## Aim
Rewrite the records from the line containing "the white plaster" down through the end, replacing "tiled roof" with "shingled roof" and leaving everything else unchanged. Return only those lines.

• • • •

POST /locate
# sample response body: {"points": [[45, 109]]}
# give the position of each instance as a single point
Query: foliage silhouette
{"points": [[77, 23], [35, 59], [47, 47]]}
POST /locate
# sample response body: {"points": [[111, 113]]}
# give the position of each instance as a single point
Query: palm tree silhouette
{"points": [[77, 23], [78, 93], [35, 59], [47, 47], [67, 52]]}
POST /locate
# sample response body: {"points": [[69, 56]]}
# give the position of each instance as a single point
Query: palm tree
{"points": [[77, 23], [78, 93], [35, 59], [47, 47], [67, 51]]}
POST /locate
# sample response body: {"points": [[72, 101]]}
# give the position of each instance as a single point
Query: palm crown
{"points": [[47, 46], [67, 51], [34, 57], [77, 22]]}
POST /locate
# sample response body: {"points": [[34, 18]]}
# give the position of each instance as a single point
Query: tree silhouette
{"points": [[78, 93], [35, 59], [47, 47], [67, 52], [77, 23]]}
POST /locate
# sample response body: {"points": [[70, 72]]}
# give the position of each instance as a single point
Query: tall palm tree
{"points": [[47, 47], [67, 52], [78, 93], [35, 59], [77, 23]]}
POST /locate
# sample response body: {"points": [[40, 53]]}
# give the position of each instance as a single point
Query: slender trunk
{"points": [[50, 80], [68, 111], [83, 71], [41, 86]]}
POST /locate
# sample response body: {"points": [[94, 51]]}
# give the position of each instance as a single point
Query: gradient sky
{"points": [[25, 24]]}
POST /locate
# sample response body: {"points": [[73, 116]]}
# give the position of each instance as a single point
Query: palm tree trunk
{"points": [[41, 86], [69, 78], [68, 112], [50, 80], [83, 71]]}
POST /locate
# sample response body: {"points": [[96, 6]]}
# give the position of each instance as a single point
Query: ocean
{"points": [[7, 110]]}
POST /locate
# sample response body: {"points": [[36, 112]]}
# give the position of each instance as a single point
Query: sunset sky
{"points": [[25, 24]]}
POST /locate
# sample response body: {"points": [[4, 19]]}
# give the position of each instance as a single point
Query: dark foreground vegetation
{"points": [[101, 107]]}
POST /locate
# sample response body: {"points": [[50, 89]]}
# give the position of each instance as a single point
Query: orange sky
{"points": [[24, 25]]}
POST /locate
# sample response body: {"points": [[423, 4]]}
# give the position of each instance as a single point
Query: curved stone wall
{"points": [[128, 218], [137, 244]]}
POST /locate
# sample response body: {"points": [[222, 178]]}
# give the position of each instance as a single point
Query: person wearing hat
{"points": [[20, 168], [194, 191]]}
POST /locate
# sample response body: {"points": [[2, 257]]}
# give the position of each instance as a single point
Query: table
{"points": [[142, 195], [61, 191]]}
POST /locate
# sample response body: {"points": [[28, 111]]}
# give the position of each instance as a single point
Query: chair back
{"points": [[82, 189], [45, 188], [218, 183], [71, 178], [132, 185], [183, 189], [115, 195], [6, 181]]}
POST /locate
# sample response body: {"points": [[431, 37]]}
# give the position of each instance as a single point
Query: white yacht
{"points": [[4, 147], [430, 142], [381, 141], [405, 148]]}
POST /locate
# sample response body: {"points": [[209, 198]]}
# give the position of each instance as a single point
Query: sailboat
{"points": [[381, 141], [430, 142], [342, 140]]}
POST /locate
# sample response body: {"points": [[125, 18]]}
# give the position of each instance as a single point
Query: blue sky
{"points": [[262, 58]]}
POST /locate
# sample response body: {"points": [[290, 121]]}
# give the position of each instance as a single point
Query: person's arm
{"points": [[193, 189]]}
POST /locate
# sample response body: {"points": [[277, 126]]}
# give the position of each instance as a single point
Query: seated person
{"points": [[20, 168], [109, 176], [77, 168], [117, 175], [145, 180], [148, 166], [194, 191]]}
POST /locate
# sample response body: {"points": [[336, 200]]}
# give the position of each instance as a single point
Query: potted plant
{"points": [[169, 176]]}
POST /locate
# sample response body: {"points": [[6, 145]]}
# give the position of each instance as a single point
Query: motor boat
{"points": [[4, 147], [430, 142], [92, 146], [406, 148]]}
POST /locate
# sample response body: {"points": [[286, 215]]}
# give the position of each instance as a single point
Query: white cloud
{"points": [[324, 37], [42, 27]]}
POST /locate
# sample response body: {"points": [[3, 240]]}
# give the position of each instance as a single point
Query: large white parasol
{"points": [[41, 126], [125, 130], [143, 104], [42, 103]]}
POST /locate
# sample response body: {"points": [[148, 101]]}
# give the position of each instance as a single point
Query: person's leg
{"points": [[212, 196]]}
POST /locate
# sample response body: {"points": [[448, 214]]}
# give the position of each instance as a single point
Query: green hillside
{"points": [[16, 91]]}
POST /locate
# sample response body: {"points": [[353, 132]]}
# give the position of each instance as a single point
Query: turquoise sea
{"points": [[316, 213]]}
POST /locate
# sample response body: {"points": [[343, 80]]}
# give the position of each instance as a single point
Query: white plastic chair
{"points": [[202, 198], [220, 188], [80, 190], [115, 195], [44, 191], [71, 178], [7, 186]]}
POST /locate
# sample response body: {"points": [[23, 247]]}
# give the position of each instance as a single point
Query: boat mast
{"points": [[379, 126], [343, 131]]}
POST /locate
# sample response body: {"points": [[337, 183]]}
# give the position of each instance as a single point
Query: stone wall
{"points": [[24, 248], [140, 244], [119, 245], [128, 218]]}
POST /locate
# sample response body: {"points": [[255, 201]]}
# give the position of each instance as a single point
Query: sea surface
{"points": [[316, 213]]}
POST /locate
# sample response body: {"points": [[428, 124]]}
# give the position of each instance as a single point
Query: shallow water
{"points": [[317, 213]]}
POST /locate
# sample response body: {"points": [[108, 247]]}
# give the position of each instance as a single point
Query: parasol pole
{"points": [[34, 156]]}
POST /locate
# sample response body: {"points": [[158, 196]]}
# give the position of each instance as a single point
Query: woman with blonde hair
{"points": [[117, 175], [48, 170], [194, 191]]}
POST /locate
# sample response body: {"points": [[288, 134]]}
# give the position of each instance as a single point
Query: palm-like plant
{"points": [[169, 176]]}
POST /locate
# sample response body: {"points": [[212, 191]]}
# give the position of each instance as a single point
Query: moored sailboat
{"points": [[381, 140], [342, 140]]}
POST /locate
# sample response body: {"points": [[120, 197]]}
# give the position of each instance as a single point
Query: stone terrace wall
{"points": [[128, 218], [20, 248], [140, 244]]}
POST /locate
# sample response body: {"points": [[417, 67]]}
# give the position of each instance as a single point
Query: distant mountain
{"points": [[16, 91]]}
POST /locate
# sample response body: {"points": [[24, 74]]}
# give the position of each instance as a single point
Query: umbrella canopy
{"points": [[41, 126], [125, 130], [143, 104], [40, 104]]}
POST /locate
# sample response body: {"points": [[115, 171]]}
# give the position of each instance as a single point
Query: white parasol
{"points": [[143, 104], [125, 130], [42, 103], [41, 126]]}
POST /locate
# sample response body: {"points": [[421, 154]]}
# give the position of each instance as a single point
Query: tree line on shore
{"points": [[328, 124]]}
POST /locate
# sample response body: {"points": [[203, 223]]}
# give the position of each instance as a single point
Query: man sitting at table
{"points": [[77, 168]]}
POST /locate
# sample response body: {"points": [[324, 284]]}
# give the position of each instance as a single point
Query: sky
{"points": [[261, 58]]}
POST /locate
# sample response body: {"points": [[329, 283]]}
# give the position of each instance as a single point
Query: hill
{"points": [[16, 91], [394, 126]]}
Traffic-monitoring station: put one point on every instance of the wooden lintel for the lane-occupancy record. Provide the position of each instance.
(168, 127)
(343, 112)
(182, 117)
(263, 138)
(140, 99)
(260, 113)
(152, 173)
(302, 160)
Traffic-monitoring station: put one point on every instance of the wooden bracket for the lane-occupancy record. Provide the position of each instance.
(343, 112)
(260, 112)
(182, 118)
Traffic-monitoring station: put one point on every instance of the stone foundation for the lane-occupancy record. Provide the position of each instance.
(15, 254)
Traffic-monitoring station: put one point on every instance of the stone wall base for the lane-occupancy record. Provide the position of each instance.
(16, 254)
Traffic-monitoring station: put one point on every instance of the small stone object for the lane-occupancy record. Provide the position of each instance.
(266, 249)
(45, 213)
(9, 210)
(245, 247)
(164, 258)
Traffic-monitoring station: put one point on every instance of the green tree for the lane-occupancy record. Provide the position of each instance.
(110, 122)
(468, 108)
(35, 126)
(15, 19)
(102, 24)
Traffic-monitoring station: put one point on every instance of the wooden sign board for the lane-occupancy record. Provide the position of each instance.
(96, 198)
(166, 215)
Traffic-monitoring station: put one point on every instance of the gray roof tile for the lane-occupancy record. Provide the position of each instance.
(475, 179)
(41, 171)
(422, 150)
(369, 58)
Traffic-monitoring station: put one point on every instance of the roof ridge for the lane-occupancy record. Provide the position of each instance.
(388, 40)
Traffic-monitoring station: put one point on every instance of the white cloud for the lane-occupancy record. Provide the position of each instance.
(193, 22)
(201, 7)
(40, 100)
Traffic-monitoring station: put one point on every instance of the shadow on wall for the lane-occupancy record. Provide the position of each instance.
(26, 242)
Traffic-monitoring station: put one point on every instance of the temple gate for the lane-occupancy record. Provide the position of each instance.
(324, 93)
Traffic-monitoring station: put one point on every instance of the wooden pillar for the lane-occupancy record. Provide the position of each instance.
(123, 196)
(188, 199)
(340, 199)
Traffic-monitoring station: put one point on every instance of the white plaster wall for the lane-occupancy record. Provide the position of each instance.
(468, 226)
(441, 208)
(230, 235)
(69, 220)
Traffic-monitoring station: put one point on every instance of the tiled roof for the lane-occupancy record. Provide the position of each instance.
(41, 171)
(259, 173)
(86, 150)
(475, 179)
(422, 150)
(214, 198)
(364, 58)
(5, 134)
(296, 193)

• • • •

## The output
Traffic-monitoring station: put one point on every instance of the white plaster wall for the lane-occupancy record. Provide the position of each instance.
(468, 226)
(441, 208)
(230, 235)
(69, 220)
Traffic-monitoring station: put one point on every instance of the shingled roof for the lane-occupancy record. Provide the position of each instance.
(41, 171)
(259, 173)
(86, 150)
(475, 179)
(422, 150)
(214, 198)
(364, 58)
(5, 134)
(296, 193)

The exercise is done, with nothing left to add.